__WHAT IS EXPECTED__:
Identify every line in the entries below that contains the string "covered", treating uppercase and lowercase as distinct, and copy each such line.

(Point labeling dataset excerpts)
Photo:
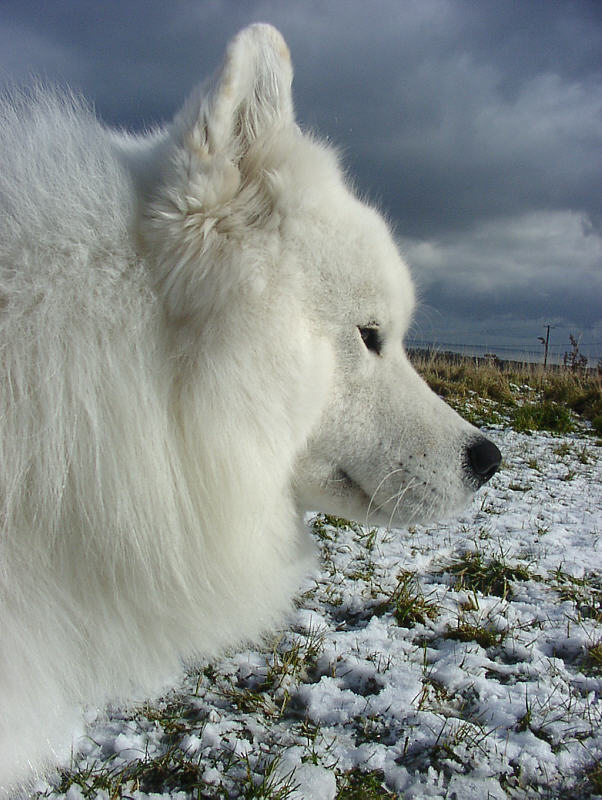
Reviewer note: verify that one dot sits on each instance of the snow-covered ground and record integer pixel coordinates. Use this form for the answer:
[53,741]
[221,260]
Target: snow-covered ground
[459,660]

__RESULT__:
Reviewer note: verify that one dot sits on each instance of the snow-covered ground and record integer pixel coordinates. Use this form for the answer:
Target: snow-covered ground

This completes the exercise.